● **GOALS**
1. Rewrite everything in the Thanksgiving article from "Gerta Weissman was" down to "and heinous world.", replacing "flower" with "blossom".
2. Decide whether each statement agrees with the Thanksgiving article, answering yes or no and quoting the words that settle it: (a) Viktor Frankl survived Auschwitz. (b) Gerta Weissman's long roll call took place on an autumn morning. (c) The noted preacher quoted in the article lived in the 1700s.

● **PASSAGE PROVIDED**

In this post I'm reprinting an article by Brother Norman. It made me think of Corrie Ten Boom and the prisoners she knew in the German concentration camps that tried to remember all the good things they knew before their world was tipped upside down. If this post in some small way helps you recognize God's blessings to us in the beautiful freedoms we know, it will fulfill my purpose in sharing it.
Occasions for Thanks by Norman Ward
It is Thanksgiving week again, therefore I guess an article on the giving of thanks would be appropriate. This shouldn't be hard to come up with seeing that everything we have, everything we are or everything we hope to be is a gift from God and thanks to Him are always in order. This thought brings to mind the Scripture that exhorts us, not only for one special day, but for every day: "In everything give thanks: for this is the will of God in Christ Jesus concerning you." (1 Thessalonians 5:18)
Strangely, it seems that in ordinary practice, often those who have the most for which to be thankful for are the greatest hands to just smugly take everything for granted, while those who seemingly have little to cheer and brighten their life have a more pronounced "habit" of thankfulness. As a noted preacher from way back in the 1500's once observed, "The greater God's gifts and works, the less they are regarded."
By way of illustration of this "phenomenon," hear what Viktor Frankl, survivor of the infamous Nazi death camp known as Auschwitz had to say of the experience of himself and other prisoners whose personal property, freedom, dignity and hope had all been stripped away. They knew they were facing death, either by slow starvation, harsh overwork or the gas chambers. Frankle wrote, "Prisoners in the camp dreamed at night about such things as bread, cakes, a nice warm bath-- the very things that in our former lives we just took for granted every day."
Frankl also wrote of an occasion when some prisoners were moved from one concentration camp to another. He said, weak and despairing as they were, they eagerly peered out the little barred window of their prison railroad car to gratefully take in the beauty of the snow-capped Alps, rivers and farming areas they passed through. All these were the scenes many of them were very familiar with in their carefree days of freedom, but now they intently drank in their beauty with a new appreciation.
Gerta Weissman was a prisoner in another Nazi death camp. She recounted a spring morning when she and hundreds of other fellow inmates stood at roll call for hours on end, nearly collapsing with hunger and fatigue. But they noticed in one corner of that cold, bleak, depressing gray courtyard that a little flower had poked it's way up through a crack in the concrete. Although forced to mill around weak and stumbling in such crowded conditions every woman there took great pains to avoid stepping on the brave little flower. They felt much thankfulness for that one spot of beauty in their ugly and heinous world.
After the war she was asked how they could find courage to go on in those horrible conditions. She said once while in the camp barracks, staring out a grimy window pane at nothing but barren concrete, the question came to her mind, "If by some miraculous means you could be anywhere in the world right now instead of here, where would you want to be?" She cherished that thought for awhile and here weary mind considered many possible answers. "But," she continued, "you know, the scene that kept coming to my mind was mental picture of our living room in my childhood home; a warm fire glowing in the stove, Father reading his newspaper, Mother sewing, my brother and I doing our school homework----in other words, an ordinary "boring" evening at home---- that is precisely where I would most like to have been miraculously transported to! I realized that the commonplace settings of life were what I was most grateful for."

● **RECORD LIST**
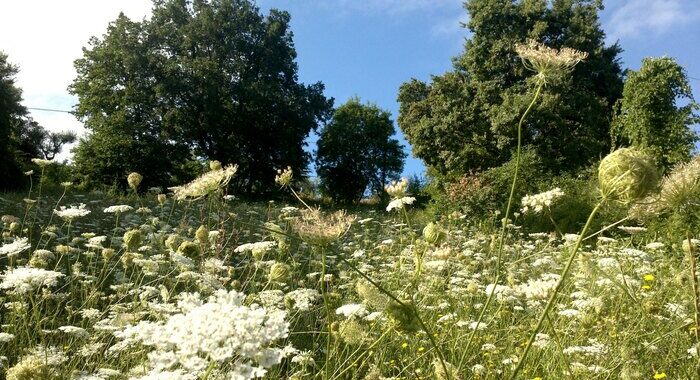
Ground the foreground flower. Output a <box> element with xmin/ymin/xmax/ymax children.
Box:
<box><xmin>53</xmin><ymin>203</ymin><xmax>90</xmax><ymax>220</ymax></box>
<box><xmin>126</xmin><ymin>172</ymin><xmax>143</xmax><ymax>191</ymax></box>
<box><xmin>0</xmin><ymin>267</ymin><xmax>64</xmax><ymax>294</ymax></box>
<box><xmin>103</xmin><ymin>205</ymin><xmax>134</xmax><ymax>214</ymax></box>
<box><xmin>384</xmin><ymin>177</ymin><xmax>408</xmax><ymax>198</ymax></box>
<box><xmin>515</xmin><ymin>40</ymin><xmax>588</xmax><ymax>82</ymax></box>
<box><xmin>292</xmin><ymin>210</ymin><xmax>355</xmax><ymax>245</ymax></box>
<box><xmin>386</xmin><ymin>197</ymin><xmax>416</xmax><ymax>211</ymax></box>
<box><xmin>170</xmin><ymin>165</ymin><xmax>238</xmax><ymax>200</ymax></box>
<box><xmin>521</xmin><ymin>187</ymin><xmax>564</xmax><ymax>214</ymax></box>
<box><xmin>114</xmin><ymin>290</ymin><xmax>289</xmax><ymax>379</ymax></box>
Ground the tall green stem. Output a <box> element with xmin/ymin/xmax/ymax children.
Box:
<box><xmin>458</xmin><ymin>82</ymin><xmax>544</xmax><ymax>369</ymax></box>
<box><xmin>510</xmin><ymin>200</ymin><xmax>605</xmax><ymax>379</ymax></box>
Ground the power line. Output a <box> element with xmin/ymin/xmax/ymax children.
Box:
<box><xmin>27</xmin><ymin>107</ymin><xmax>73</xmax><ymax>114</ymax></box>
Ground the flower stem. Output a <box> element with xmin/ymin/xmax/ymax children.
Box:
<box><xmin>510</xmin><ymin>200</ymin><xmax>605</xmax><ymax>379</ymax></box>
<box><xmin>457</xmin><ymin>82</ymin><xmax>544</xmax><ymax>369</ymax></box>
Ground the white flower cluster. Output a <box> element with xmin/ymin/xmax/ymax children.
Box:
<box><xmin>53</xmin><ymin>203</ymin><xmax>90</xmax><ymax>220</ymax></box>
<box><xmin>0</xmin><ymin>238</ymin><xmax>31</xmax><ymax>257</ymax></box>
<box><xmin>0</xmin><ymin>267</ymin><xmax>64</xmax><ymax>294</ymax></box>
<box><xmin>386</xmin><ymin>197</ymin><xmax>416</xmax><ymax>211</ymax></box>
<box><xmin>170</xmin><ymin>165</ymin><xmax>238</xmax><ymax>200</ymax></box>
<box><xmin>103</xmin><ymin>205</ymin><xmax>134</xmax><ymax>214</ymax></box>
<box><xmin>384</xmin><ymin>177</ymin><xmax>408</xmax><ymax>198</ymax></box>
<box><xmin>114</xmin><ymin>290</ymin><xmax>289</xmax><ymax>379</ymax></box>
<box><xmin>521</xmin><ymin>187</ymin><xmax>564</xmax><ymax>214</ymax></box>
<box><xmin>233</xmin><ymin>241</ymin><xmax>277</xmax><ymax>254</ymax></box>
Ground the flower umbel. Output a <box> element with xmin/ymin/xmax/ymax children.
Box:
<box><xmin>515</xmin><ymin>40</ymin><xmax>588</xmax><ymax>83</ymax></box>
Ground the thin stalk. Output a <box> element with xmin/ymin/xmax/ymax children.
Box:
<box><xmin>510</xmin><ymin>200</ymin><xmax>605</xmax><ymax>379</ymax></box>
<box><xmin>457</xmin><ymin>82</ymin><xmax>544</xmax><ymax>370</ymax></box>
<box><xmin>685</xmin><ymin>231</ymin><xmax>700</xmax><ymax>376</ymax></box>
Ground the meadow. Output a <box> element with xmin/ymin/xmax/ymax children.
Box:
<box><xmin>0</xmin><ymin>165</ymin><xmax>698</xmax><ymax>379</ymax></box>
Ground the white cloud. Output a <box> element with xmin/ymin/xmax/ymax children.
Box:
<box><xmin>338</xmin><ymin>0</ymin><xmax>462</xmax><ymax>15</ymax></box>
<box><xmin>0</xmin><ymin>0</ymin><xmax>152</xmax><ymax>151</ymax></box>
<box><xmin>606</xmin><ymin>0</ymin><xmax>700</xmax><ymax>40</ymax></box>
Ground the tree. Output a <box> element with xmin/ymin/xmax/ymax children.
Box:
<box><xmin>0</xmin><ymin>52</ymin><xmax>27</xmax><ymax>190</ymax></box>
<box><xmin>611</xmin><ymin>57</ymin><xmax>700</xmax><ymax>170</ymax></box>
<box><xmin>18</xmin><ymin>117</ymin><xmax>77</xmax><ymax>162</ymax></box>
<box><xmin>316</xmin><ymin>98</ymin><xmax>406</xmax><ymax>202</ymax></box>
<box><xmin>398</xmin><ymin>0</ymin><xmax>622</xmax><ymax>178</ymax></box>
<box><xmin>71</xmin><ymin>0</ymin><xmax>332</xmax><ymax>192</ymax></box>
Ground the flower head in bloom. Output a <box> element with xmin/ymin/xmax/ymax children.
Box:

● **ANSWERS IN ORDER**
1.
Gerta Weissman was a prisoner in another Nazi death camp. She recounted a spring morning when she and hundreds of other fellow inmates stood at roll call for hours on end, nearly collapsing with hunger and fatigue. But they noticed in one corner of that cold, bleak, depressing gray courtyard that a little blossom had poked it's way up through a crack in the concrete. Although forced to mill around weak and stumbling in such crowded conditions every woman there took great pains to avoid stepping on the brave little blossom. They felt much thankfulness for that one spot of beauty in their ugly and heinous world.

2.
(a) Yes: "Viktor Frankl, survivor of the infamous Nazi death camp known as Auschwitz"
(b) No: "She recounted a spring morning"
(c) No: "a noted preacher from way back in the 1500's"